### [Texte fourni]
════

La nouvelle brouille entre Alger et Paris sur le Sahara occidental, à l'approche du scrutin présidentiel le 7 septembre en Algérie, complique encore la résolution des questions mémorielles, régulièrement "instrumentalisées" par les deux pouvoirs politiques, selon des experts.
"Le récit national sur la guerre d'Algérie est toujours dominant (dans le pays) et pendant une campagne comme la présidentielle, les Algériens sont sensibles à ces questions dans leurs choix de politique interne", souligne à l'AFP Hasni Abidi du Centre d'études CERMAM à Genève.
Le président sortant Abdelmadjid Tebboune, candidat à un deuxième mandat, n'a pas manqué d'y faire référence le 20 août lors de la journée du Moudjahid (combattant), en rappelant le passé colonial d'une France qui "croyait pouvoir étouffer la révolution du peuple par le fer et par le feu".
Pour Abidi, Tebboune va devoir "ajuster quelque peu son discours électoral pour se protéger d'éventuelles critiques en matière de politique étrangère" après le "fiasco total" de la stratégie de rapprochement avec le président Emmanuel Macron sur les questions mémorielles.
Le Maroc en arrière-plan
A l'été 2022, les deux hommes avaient en effet décidé de relancer la relation bilatérale en créant une commission mixte d'historiens pour clore une crise diplomatique qui avait éclaté près d'un an plus tôt autour de propos de M. Macron critiquant un "système politico-militaire" algérien "construit sur une rente mémorielle".
Le problème, selon Abidi, c'est que "le chantier mémoriel n'a jamais atteint sa vitesse de croisière et n'a pas réussi à s'affranchir de la tutelle politique".

════

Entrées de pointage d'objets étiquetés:
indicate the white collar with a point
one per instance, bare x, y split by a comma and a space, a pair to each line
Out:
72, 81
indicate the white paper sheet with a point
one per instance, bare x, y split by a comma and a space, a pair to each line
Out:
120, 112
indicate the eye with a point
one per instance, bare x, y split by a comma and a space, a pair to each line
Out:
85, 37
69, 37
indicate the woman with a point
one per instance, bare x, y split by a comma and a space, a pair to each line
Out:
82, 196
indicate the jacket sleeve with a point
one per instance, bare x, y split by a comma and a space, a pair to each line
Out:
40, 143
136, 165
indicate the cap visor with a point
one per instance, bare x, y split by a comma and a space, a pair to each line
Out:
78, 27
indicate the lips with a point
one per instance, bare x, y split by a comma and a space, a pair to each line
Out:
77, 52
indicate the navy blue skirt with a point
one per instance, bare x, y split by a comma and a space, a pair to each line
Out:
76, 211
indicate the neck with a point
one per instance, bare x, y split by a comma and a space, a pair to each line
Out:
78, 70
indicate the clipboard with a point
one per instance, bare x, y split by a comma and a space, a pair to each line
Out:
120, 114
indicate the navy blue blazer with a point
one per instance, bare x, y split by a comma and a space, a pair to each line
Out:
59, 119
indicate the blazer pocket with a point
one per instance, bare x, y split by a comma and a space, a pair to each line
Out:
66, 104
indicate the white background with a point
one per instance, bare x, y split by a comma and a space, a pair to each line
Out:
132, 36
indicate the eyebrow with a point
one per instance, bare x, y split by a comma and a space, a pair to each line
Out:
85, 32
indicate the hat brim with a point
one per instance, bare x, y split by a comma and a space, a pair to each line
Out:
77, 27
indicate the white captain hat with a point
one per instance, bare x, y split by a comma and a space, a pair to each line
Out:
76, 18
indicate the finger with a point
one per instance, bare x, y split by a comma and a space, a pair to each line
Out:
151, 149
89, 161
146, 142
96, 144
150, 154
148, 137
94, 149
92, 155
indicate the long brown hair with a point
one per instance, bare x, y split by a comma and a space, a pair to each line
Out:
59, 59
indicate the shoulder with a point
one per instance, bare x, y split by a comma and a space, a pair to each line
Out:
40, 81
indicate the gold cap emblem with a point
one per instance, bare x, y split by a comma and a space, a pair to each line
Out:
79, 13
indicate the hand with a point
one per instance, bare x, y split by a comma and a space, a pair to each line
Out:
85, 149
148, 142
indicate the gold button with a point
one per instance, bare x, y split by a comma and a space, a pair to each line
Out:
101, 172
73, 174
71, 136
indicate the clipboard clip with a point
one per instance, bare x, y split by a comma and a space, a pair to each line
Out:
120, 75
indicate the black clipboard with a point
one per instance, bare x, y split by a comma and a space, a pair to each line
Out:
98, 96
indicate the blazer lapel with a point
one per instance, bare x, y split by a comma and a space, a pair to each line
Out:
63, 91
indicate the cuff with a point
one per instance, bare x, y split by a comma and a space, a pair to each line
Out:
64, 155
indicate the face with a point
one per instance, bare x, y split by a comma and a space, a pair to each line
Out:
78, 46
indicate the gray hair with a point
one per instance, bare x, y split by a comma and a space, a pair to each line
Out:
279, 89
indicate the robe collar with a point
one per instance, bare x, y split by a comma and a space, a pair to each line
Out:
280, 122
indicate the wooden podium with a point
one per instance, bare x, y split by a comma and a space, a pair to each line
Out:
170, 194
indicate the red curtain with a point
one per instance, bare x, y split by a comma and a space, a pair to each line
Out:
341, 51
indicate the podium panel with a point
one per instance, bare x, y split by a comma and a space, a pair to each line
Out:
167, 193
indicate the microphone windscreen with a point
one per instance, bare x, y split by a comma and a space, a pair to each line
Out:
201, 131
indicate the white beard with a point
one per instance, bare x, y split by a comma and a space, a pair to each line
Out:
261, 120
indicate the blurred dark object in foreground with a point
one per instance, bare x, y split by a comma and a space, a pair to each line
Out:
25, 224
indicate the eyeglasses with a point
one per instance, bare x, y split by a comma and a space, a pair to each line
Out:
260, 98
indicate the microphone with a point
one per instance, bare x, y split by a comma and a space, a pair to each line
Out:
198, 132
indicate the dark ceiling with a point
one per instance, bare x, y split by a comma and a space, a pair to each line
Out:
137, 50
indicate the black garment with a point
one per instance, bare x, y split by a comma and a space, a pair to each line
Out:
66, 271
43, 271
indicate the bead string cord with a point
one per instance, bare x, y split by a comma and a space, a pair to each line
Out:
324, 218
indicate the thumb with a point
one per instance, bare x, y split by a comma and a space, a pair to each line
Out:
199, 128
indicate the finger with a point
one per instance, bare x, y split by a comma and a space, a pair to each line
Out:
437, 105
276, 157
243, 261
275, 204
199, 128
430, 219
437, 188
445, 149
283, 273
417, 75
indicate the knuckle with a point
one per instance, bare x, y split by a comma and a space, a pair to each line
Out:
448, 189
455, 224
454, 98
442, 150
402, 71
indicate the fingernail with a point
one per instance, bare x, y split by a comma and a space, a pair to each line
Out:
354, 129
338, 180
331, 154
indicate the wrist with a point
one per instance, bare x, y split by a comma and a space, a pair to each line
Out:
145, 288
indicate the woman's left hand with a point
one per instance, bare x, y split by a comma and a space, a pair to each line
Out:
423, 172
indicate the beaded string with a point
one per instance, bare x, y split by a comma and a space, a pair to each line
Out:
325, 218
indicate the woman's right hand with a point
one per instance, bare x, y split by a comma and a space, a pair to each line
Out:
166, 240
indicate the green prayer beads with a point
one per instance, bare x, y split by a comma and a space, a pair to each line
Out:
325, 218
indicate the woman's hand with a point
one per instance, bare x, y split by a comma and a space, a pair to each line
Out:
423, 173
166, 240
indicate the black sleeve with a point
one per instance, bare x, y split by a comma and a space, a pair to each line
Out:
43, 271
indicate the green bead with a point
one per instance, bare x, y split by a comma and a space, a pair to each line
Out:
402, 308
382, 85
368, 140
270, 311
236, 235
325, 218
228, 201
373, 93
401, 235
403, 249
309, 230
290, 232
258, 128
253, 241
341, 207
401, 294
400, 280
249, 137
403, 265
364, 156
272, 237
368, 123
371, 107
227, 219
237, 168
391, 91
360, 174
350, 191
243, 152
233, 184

════

### [Objectif visé]
Prolongez l'article sur la brouille entre Alger et Paris et les questions mémorielles, en reprenant juste après sa dernière phrase.

### [Résultat obtenu]
Dans ce contexte, l'annonce fin juillet par Paris d'un soutien renforcé au plan d'autonomie marocain pour le territoire disputé du Sahara occidental où l'Algérie soutient les indépendantistes du Front Polisario, va "porter un nouveau coup dur à la question mémorielle" et risque de "réveiller les blessures et stigmates du passé colonial", estime Abidi.
La longue conquête de l'Algérie à partir de 1830, la destruction de ses structures socio-économiques par des déportations massives, et la répression féroce de nombreuses révoltes avant une sanglante guerre d'indépendance (1954-1962) ayant fait 1,5 million de morts algériens selon l'Algérie, 500.000 dont 400.000 Algériens selon les historiens français.
Cette question est devenue "une sorte de serpent de mer que les deux pouvoirs instrumentalisent, selon les enjeux et les intérêts du moment", souligne à l'AFP l'historien Hosni Kitouni.
Pourtant, le contentieux mémoriel est surtout, selon Kitouni, "une affaire franco-française" depuis le transfert sur le sol hexagonal après l'indépendance, en 1962, des diverses composantes de l'ancienne colonie.
A savoir les "pieds noirs (Français rapatriés d'Algérie, ndlr), les harkis (auxiliaires des troupes coloniales, ndlr) et les descendants de colonisés (immigrés pour y travailler, ndlr), d'où sont issues des communautés mémorielles conflictuelles", estime le chercheur.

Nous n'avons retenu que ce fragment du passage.